▸ What needs to be done
All that is wanted is the exact text of each line from the one with "swan flock, the" to the close of the listing, ends included.
── Data
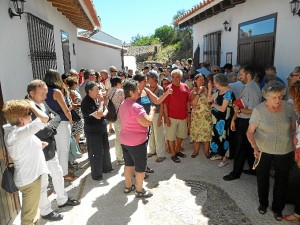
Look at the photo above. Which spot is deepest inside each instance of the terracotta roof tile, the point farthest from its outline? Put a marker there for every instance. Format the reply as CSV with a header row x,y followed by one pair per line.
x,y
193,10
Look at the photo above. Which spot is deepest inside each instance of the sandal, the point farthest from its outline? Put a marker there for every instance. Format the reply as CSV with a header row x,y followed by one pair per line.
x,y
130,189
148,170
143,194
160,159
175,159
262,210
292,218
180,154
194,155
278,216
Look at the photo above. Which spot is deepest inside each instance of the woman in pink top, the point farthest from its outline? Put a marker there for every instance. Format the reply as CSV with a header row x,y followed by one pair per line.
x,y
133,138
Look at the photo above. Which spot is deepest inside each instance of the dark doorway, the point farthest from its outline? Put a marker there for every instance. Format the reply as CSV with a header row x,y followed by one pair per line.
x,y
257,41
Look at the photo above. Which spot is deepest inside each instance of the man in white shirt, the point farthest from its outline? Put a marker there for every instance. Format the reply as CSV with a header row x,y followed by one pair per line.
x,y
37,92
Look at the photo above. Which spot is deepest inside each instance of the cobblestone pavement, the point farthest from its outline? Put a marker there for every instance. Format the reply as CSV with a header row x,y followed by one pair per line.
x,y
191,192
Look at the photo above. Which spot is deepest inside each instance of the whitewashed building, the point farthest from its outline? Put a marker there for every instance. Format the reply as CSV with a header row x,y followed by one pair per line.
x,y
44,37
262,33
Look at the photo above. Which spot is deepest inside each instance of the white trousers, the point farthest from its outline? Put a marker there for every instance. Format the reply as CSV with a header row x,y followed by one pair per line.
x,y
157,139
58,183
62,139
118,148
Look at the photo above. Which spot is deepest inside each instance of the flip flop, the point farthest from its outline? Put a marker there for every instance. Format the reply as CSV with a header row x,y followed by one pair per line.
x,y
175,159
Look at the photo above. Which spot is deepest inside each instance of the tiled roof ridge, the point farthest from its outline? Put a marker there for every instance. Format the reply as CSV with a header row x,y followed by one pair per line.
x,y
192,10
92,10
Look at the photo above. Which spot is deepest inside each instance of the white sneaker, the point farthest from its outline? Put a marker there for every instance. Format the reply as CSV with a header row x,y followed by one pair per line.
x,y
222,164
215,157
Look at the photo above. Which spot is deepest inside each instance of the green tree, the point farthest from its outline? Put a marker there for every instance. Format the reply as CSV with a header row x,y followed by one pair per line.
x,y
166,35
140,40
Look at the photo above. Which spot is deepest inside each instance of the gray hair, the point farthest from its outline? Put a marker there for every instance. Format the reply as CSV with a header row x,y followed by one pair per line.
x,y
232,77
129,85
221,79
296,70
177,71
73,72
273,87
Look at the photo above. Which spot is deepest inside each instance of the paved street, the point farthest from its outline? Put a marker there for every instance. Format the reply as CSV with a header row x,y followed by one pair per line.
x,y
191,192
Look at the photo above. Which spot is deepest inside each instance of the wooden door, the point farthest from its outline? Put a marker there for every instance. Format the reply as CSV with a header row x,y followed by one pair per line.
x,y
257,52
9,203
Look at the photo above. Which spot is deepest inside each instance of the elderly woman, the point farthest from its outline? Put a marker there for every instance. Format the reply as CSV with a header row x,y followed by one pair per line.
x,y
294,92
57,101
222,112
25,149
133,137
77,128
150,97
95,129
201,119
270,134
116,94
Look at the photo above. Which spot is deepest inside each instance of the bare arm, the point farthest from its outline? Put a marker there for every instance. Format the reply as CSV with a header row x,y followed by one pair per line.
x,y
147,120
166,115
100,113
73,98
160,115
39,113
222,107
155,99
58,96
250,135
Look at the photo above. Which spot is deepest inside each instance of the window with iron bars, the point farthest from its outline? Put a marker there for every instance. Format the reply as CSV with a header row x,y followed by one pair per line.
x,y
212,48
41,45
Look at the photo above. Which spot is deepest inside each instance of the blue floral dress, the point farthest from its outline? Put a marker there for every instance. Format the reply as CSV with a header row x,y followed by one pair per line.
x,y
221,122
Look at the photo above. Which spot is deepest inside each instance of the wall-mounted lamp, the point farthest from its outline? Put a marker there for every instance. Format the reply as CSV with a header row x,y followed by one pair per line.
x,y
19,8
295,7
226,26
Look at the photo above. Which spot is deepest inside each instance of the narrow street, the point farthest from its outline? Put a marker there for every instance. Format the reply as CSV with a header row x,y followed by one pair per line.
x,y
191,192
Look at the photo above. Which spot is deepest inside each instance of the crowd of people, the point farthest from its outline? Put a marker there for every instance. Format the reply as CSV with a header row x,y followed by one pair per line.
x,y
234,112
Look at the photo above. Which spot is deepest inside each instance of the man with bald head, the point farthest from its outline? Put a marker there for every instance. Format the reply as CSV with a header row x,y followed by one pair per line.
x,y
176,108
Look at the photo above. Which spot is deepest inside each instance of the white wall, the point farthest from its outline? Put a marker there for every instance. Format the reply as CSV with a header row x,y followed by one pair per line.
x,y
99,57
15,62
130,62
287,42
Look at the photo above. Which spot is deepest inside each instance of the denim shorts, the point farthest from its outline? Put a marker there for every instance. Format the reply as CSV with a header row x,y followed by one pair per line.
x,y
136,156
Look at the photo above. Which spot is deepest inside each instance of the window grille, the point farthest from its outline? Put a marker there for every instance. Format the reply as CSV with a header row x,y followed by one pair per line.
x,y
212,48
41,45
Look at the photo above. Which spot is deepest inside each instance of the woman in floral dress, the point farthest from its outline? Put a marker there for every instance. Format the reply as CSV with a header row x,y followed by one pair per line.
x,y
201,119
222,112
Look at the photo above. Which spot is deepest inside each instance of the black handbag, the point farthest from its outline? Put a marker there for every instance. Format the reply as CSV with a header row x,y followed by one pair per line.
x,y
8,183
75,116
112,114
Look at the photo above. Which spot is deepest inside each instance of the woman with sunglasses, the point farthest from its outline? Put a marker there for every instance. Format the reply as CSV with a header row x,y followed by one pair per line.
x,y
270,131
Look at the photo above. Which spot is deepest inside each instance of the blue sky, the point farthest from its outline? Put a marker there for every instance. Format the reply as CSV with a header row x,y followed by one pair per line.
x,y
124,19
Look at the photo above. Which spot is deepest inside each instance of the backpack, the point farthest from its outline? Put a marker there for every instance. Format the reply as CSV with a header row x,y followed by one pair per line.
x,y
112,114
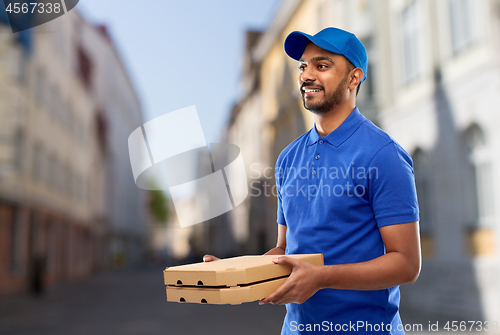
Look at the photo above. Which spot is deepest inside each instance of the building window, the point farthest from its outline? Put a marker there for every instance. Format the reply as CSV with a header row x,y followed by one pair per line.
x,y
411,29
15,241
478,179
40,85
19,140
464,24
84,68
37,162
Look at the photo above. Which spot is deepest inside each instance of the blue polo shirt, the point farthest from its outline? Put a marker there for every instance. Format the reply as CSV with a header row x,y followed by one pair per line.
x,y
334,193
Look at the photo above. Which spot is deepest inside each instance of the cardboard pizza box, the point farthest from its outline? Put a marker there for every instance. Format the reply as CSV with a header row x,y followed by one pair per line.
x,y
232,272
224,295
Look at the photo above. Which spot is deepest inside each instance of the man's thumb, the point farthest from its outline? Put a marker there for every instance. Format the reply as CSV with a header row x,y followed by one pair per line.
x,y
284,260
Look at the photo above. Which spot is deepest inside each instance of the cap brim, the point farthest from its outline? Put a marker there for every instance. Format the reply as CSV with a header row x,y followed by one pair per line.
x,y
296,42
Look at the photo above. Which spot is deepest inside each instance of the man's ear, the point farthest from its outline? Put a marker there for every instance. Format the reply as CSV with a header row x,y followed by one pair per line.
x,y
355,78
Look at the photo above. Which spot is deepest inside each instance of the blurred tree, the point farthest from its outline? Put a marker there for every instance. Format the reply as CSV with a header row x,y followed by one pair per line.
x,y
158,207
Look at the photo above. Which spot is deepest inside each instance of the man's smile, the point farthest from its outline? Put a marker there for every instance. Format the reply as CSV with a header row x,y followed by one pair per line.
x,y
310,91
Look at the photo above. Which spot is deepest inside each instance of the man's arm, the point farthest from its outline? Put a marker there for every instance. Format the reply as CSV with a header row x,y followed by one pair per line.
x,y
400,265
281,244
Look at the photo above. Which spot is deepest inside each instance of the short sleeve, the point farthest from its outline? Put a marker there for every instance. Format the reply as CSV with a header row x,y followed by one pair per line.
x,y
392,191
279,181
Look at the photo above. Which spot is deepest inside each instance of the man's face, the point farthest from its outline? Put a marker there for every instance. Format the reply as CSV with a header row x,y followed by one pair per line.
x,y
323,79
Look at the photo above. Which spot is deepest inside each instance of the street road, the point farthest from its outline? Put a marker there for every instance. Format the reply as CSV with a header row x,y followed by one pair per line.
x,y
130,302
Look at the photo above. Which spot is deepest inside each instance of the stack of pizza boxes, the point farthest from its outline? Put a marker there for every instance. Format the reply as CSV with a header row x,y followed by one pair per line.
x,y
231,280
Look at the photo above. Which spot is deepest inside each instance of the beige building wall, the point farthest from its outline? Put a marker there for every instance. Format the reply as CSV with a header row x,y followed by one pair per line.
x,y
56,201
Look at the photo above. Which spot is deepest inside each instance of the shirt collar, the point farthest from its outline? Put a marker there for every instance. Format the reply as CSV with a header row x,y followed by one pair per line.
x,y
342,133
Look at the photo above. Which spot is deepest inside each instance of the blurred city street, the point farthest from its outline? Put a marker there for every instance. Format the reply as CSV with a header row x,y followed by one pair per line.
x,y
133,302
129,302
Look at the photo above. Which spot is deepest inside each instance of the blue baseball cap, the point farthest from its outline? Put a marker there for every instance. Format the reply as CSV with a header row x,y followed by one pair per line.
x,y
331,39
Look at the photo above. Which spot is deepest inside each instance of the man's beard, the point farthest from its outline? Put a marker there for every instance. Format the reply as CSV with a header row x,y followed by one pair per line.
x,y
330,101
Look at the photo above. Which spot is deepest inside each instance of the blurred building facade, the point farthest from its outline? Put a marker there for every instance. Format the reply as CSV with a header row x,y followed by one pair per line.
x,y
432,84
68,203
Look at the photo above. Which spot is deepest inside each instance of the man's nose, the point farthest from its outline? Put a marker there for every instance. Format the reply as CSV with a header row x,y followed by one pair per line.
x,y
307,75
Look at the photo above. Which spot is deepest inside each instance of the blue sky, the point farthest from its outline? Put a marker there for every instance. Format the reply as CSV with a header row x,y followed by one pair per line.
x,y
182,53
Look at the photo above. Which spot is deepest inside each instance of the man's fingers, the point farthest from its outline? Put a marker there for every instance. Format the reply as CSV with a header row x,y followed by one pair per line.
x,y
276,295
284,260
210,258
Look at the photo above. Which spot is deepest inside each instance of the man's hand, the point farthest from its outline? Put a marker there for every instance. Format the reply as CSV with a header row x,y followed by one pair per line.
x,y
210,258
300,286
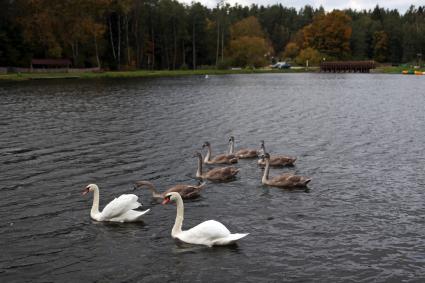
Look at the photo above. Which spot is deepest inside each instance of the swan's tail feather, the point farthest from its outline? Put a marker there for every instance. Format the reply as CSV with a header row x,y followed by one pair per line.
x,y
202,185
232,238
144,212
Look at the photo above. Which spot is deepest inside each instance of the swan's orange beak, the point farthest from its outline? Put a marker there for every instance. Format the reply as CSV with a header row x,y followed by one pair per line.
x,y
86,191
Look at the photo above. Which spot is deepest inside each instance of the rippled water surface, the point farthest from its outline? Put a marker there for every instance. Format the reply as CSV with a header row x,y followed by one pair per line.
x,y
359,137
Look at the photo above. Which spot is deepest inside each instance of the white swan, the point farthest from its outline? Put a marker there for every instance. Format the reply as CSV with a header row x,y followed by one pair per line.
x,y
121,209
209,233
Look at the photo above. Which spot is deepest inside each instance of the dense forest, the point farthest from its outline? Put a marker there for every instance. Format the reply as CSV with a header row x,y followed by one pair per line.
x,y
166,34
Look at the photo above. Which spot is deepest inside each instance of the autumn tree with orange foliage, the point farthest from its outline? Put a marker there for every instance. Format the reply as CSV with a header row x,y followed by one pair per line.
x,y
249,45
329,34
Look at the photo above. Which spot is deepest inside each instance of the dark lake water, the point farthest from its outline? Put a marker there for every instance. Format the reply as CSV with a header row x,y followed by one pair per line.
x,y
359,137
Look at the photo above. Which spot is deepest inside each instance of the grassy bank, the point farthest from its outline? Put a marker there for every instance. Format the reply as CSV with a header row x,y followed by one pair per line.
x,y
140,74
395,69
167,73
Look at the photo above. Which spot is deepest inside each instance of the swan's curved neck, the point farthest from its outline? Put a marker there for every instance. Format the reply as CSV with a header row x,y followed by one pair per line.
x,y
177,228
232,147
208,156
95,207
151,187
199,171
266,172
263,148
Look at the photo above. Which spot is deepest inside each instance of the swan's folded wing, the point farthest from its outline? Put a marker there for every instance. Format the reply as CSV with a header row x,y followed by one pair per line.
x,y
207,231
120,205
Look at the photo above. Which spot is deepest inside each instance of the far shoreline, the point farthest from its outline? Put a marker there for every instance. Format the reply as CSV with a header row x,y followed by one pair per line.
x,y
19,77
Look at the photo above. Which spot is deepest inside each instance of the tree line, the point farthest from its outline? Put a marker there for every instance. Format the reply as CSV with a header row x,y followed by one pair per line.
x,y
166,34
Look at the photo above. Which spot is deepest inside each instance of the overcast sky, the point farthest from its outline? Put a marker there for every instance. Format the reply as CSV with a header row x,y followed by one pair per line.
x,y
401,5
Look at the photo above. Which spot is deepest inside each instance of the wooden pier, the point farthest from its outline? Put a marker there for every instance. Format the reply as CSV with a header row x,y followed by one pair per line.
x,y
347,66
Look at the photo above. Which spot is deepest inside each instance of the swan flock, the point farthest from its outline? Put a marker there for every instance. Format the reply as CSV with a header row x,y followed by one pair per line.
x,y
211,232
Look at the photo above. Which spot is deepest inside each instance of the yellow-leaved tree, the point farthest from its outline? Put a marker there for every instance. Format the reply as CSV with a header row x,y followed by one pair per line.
────
▸ Response to this exercise
Look at the photo above. Which spot is deepest inside each instance of the swan flock, the point farthest from its outline? Put a marker there for every instance. Format the reply as CSV with a header row x,y followed by one pair per line.
x,y
211,232
Look at the photo above. Which spot is deepest inside each instance of the yellow-leaved tree, the point farthest from its outline? Put a marker there for every instance. Format the reply as CSV with a header row x,y followed by one pair per line.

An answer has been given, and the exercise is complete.